= Aim of the exercise =
Find each line below that contains the word "structure", and copy every such line.

● ● ● ● ● ● ●

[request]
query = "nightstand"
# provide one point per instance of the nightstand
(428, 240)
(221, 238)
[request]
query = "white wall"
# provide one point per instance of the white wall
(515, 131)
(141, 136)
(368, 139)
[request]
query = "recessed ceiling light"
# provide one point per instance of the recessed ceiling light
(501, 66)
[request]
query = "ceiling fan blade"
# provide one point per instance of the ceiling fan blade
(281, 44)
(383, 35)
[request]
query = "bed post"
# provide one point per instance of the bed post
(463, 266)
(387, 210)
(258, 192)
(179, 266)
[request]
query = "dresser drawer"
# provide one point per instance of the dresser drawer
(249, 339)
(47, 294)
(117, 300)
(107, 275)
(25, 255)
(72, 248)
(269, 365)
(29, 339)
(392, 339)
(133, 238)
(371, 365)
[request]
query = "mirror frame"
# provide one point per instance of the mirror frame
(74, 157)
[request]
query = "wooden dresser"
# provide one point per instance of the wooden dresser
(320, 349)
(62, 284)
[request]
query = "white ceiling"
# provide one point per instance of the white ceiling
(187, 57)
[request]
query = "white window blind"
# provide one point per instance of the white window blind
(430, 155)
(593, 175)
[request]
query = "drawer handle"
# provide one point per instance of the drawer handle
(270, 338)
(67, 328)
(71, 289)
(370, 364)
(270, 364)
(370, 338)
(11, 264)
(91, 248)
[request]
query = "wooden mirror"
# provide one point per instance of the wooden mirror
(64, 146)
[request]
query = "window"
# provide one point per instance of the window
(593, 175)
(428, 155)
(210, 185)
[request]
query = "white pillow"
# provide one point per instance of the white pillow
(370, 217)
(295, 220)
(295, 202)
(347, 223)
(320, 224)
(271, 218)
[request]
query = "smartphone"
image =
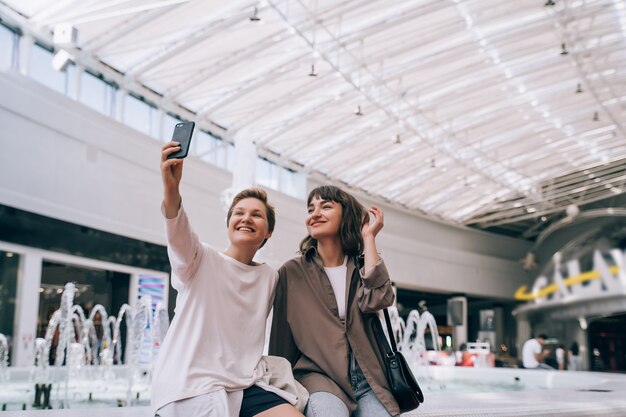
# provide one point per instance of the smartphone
(182, 134)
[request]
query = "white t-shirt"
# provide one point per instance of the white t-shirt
(337, 277)
(217, 336)
(531, 347)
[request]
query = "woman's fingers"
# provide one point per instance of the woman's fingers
(169, 148)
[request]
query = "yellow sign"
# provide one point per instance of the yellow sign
(522, 295)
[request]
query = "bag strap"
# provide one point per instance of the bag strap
(392, 337)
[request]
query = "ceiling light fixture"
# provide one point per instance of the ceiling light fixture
(61, 60)
(255, 16)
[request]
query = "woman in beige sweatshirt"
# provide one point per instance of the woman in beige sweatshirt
(325, 304)
(211, 363)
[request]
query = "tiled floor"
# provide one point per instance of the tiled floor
(606, 399)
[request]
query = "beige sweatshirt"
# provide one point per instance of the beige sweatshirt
(217, 336)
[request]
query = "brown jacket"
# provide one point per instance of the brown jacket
(306, 328)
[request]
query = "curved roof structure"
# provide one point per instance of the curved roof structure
(477, 112)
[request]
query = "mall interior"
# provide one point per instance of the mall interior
(492, 135)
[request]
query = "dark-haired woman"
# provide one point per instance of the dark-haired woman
(324, 300)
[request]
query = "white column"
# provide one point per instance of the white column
(74, 82)
(26, 309)
(524, 332)
(25, 45)
(459, 330)
(120, 100)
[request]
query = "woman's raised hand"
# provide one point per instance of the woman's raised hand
(171, 169)
(371, 228)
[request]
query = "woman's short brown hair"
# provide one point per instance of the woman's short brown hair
(260, 195)
(353, 216)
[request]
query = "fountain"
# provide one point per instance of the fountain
(410, 335)
(74, 366)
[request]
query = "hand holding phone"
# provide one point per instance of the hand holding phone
(182, 134)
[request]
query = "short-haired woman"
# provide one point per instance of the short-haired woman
(210, 363)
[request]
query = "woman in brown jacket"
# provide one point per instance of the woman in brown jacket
(325, 302)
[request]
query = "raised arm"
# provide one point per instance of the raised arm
(376, 291)
(281, 339)
(183, 246)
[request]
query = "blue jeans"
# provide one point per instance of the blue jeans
(325, 404)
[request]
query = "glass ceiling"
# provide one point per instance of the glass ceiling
(478, 112)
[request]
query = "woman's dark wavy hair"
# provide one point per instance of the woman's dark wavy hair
(353, 215)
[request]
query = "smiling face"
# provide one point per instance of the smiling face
(324, 218)
(248, 223)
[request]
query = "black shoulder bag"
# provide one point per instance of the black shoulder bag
(402, 383)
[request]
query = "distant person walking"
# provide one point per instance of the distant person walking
(574, 357)
(560, 357)
(533, 353)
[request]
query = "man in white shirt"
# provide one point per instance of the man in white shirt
(533, 353)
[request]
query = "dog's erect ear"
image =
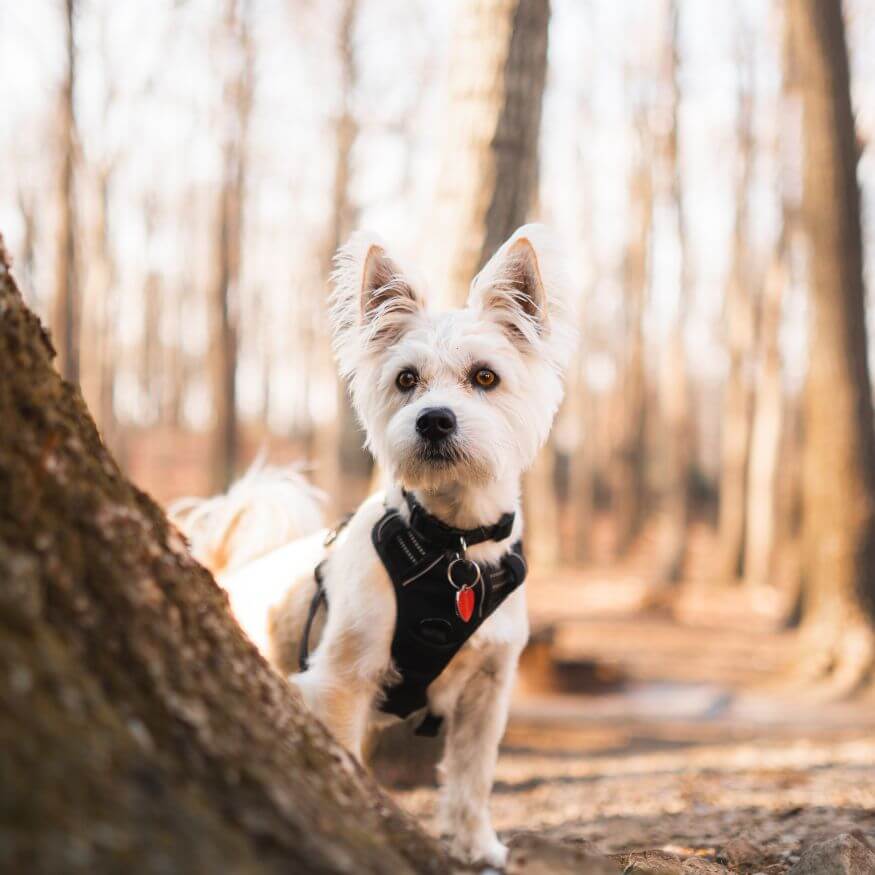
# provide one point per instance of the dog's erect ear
(524, 289)
(372, 302)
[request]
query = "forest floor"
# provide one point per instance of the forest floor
(636, 731)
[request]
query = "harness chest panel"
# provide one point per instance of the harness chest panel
(429, 629)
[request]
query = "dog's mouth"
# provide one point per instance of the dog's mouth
(433, 464)
(440, 455)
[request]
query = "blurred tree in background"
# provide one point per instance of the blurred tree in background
(175, 211)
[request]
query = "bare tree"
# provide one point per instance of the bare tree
(628, 469)
(354, 463)
(27, 208)
(740, 340)
(674, 382)
(65, 323)
(839, 453)
(761, 536)
(224, 285)
(490, 161)
(122, 670)
(99, 353)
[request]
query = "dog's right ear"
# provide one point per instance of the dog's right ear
(372, 301)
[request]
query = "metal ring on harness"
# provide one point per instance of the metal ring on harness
(478, 577)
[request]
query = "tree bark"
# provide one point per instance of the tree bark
(674, 383)
(489, 170)
(65, 322)
(229, 232)
(141, 731)
(740, 342)
(767, 426)
(100, 310)
(354, 463)
(628, 476)
(839, 452)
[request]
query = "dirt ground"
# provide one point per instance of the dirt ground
(634, 732)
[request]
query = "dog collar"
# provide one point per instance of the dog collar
(436, 532)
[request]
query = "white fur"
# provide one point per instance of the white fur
(265, 509)
(517, 322)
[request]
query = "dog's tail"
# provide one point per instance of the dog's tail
(265, 509)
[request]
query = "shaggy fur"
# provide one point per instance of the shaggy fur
(518, 323)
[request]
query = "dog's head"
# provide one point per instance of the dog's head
(460, 396)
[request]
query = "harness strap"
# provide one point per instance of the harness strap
(319, 598)
(436, 532)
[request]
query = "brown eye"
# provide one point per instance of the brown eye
(485, 378)
(406, 380)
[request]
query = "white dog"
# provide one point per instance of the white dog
(455, 405)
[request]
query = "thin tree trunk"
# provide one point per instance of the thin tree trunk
(101, 349)
(65, 324)
(767, 427)
(628, 480)
(839, 453)
(674, 382)
(141, 731)
(490, 162)
(28, 211)
(354, 464)
(229, 231)
(740, 341)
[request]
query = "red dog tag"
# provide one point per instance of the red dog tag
(465, 603)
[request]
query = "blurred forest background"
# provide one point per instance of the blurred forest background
(179, 173)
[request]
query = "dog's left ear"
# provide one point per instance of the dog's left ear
(372, 302)
(523, 288)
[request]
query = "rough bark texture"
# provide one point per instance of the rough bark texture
(140, 730)
(839, 459)
(66, 304)
(489, 173)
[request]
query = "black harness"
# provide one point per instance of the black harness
(441, 596)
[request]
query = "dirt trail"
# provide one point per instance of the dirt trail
(680, 744)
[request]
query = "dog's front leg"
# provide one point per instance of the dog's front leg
(475, 726)
(345, 670)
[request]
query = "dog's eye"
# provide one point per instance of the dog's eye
(406, 380)
(485, 378)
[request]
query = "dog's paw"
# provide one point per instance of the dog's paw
(487, 851)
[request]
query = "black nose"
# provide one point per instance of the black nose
(436, 423)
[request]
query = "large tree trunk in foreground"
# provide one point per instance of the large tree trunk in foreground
(141, 732)
(839, 459)
(490, 164)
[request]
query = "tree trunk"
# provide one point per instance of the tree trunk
(98, 353)
(140, 730)
(65, 323)
(839, 453)
(767, 426)
(628, 476)
(27, 208)
(740, 341)
(229, 232)
(490, 163)
(674, 382)
(354, 463)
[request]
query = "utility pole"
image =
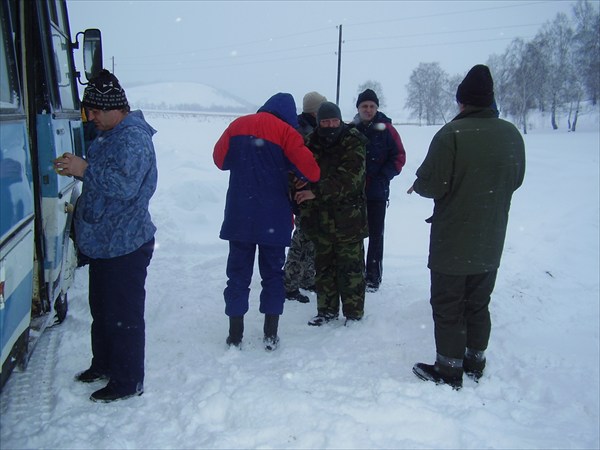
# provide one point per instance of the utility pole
(337, 95)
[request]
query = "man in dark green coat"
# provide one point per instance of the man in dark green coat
(335, 216)
(473, 166)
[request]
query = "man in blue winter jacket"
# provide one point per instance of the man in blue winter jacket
(260, 150)
(385, 159)
(113, 229)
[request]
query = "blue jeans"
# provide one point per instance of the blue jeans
(240, 265)
(117, 299)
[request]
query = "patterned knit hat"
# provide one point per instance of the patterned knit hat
(312, 101)
(367, 95)
(104, 92)
(477, 88)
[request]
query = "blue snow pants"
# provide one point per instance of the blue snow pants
(240, 265)
(117, 298)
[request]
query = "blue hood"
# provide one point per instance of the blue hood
(283, 106)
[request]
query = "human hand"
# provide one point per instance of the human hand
(70, 165)
(301, 196)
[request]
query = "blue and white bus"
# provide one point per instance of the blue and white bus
(40, 119)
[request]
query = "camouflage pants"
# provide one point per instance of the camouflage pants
(300, 263)
(340, 276)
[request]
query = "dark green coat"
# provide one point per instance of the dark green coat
(338, 213)
(473, 166)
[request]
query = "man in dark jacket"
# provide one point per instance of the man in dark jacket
(385, 159)
(260, 150)
(115, 234)
(473, 166)
(334, 216)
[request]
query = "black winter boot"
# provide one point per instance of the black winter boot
(297, 295)
(445, 371)
(236, 331)
(474, 364)
(271, 340)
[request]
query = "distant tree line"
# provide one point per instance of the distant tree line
(554, 73)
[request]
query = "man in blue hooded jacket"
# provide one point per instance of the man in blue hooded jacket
(385, 159)
(114, 230)
(260, 150)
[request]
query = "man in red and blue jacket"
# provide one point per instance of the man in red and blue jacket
(260, 150)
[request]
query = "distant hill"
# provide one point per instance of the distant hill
(178, 96)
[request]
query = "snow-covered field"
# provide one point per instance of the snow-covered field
(336, 386)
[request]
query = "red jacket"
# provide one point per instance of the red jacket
(260, 150)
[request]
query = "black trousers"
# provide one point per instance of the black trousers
(460, 312)
(117, 299)
(376, 219)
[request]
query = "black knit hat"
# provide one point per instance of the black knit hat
(477, 88)
(104, 92)
(367, 95)
(328, 110)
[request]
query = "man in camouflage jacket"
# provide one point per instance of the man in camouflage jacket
(335, 217)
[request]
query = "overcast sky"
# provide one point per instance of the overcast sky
(254, 49)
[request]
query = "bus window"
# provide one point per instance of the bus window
(57, 14)
(9, 97)
(64, 75)
(61, 48)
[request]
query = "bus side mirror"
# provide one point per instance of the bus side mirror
(92, 52)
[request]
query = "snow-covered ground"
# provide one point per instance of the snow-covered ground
(336, 386)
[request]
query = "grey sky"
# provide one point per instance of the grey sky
(254, 49)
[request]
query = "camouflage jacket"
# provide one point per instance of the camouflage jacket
(338, 211)
(112, 217)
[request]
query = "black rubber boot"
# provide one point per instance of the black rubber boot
(236, 331)
(474, 364)
(271, 340)
(445, 371)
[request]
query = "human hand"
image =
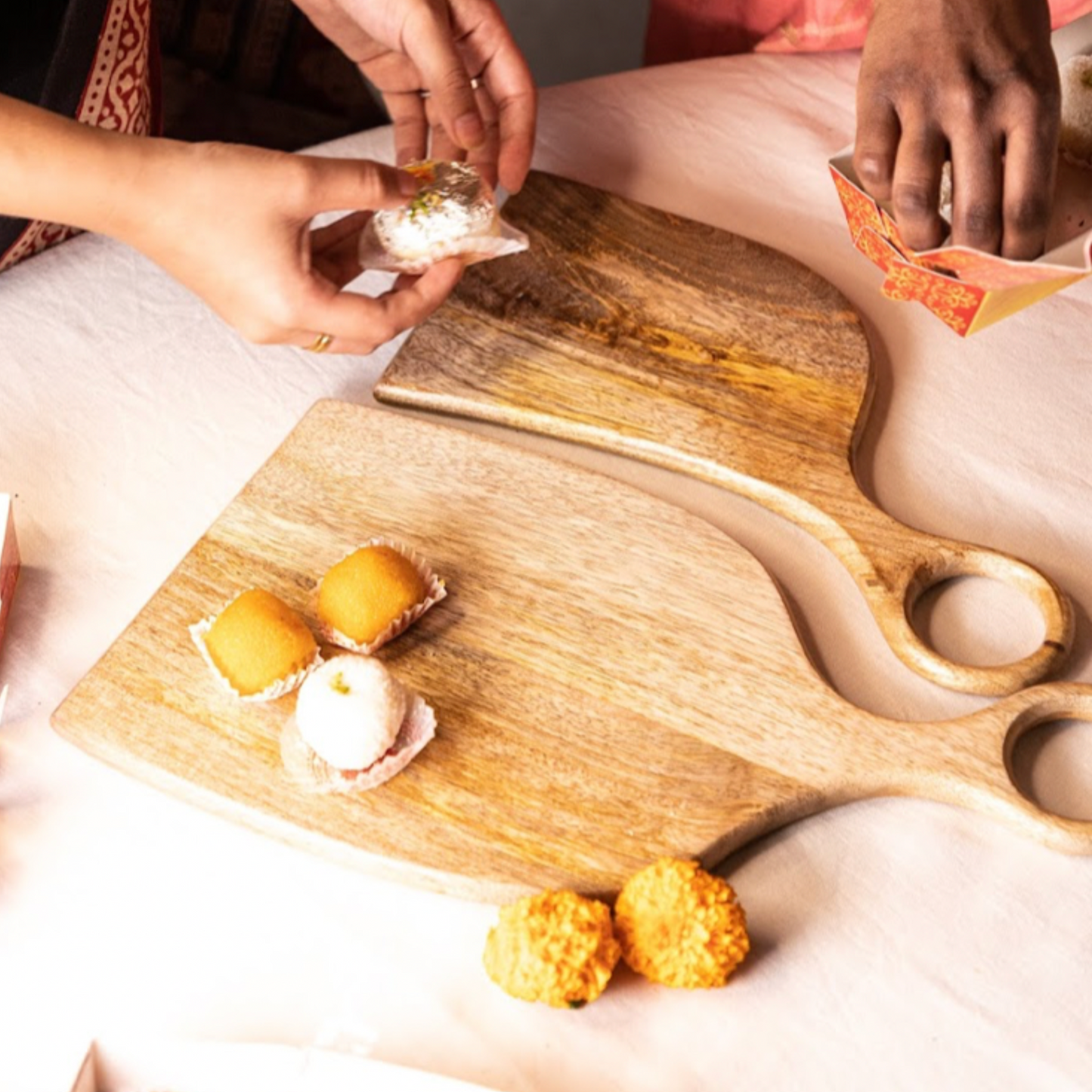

● ● ● ● ● ● ●

= Reply to the exercise =
query = "curved roof structure"
# provide one point per instance of the curved roof structure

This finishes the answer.